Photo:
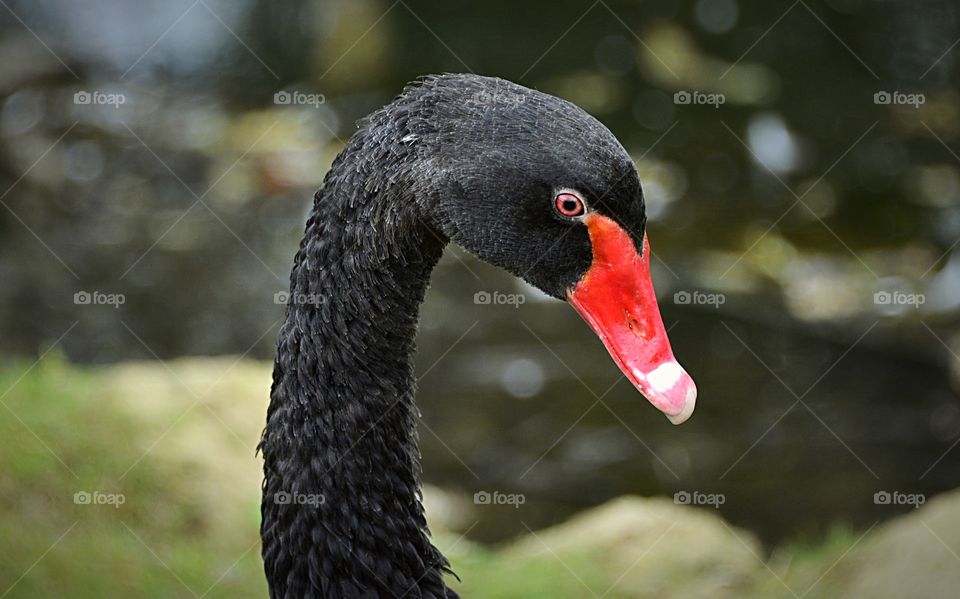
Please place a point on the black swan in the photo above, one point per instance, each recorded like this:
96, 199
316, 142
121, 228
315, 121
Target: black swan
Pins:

_ _ _ _ _ _ _

PROBLEM TO WORK ON: Retype the listing verbatim, minus every image.

SOLUTION BELOW:
Photo:
Please place a point on the black swan in the photo above, one point per instance, each recorded like this:
96, 199
316, 142
121, 228
315, 121
Target: black swan
Pins:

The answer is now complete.